Although the Magic Smoke Gremlins CAN BE Gremlins and do some seriously Odd Sh!t on occasion.
 

Truck Shop

Senior Member
Joined
Dec 7, 2015
Messages
16,995
Location
WWW.
And first thing at 5:45 am today.
Trailer for service and I notice it has a dim top right marker at rear of trailer. Load my tools on the Genie
and up I go. Now so people understand this marker on this certain brand of trailer also flashes with signal.
I had already seen a repair order from another shop charging roughly $130 labor plus parts three weeks
prior. Remove the rivets for cover plate and a brand new Super Nova was installed, problem was it wasn't
the problem.
The harness in this trailer was made by Truck Light on bid for Van Guard Trailers. This particular marker
is a Dual Intensity Super Nova, built with resistor inside harness so it interrupts constant marker power
with a right hand signal power.
Well it was pretty obvious who ever worked on it thought it was a bad light with poor grounding. So they
just cut the old one off and spliced in a new marker-that didn't fix it so just fack it and run it out the door.
Below is the culprit the resistor built inline and the whole thing hardwired as a unit with light.
I cut it apart to show the orange/brown corrosion collected on white/ground and shrink tube cover.

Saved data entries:
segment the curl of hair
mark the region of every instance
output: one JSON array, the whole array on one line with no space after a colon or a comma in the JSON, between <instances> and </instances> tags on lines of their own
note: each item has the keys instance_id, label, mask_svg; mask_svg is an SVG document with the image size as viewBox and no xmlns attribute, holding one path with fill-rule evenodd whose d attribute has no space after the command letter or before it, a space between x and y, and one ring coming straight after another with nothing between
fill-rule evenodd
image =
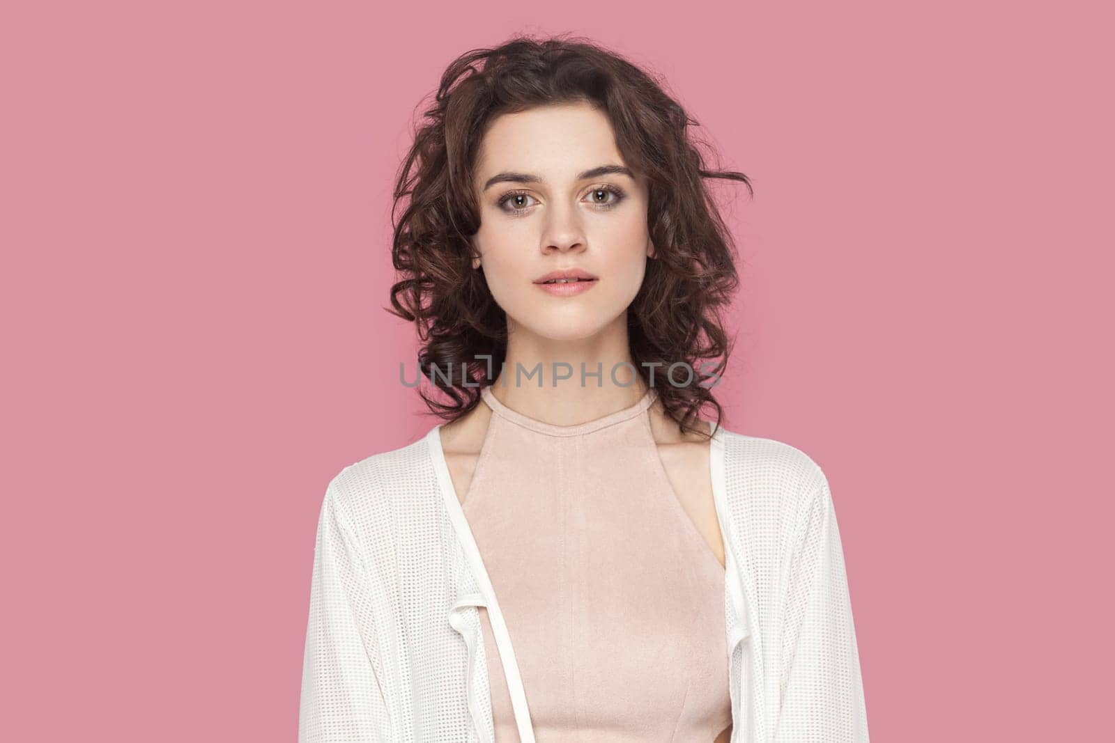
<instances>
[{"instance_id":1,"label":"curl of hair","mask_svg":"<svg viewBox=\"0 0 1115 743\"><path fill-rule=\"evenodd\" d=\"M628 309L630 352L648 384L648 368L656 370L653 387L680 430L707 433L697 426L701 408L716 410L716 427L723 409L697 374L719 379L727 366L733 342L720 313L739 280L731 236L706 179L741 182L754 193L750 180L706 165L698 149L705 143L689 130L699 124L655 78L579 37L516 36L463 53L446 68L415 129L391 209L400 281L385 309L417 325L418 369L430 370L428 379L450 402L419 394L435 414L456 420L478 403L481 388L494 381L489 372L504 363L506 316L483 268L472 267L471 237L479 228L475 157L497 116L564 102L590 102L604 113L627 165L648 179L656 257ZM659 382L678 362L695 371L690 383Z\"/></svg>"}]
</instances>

--

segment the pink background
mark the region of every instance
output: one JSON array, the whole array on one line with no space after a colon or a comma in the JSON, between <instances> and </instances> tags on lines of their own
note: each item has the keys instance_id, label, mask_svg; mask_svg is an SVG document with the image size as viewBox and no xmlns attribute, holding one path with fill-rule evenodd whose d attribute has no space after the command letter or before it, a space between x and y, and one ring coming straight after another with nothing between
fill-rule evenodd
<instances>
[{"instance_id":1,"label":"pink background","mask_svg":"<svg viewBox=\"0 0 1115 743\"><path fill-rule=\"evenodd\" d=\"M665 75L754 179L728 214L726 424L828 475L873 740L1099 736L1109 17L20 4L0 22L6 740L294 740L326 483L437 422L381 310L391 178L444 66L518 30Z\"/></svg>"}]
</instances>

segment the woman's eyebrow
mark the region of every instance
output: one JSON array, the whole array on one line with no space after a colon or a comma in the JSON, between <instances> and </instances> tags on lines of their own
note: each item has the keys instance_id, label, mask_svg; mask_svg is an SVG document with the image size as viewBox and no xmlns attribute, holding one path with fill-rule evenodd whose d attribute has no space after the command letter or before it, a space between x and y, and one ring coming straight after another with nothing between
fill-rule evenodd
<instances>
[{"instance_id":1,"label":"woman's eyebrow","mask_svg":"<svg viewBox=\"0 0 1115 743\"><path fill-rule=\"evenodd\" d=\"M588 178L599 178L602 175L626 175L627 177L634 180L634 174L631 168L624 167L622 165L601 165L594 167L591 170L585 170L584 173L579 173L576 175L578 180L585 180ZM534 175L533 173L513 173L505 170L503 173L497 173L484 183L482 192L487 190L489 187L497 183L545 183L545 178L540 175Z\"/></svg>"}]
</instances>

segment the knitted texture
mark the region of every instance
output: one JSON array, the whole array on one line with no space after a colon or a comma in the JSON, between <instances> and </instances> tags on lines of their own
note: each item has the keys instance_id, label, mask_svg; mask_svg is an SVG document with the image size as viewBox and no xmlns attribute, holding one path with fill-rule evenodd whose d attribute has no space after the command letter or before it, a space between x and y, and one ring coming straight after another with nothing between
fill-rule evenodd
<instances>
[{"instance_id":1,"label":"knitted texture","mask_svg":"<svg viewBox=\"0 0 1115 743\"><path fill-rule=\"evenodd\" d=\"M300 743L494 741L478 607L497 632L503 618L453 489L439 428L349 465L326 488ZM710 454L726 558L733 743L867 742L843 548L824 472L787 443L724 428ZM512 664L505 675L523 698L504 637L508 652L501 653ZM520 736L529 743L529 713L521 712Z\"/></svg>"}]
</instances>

What to do:
**1.** Answer these questions using the trailer light repair post.
(a) At what time did the work start?
(b) How much had another shop charged for labor three weeks earlier?
(c) Which company made the harness in this trailer?
**2.** Summarize the trailer light repair post in two sentences.
**3.** Retype the trailer light repair post from "Senior Member" to "the problem.".

Answers for the exercise:
**1.**
(a) 5:45 am.
(b) Roughly $130 labor plus parts.
(c) Truck Light, on bid for Van Guard Trailers.

**2.** A trailer in for service had a dim top right rear marker that also flashes with the signal, and another shop had charged roughly $130 labor plus parts three weeks earlier to install a new Super Nova that was not the problem. The culprit was the resistor built inline in the harness, and cutting it apart showed orange/brown corrosion on the white/ground and the shrink tube cover.

**3.**
Senior Member
Joined
Dec 7, 2015
Messages
16,995
Location
WWW.
And first thing at 5:45 am today.
Trailer for service and I notice it has a dim top right marker at rear of trailer. Load my tools on the Genie
and up I go. Now so people understand this marker on this certain brand of trailer also flashes with signal.
I had already seen a repair order from another shop charging roughly $130 labor plus parts three weeks
prior. Remove the rivets for cover plate and a brand new Super Nova was installed, problem was it wasn't
the problem.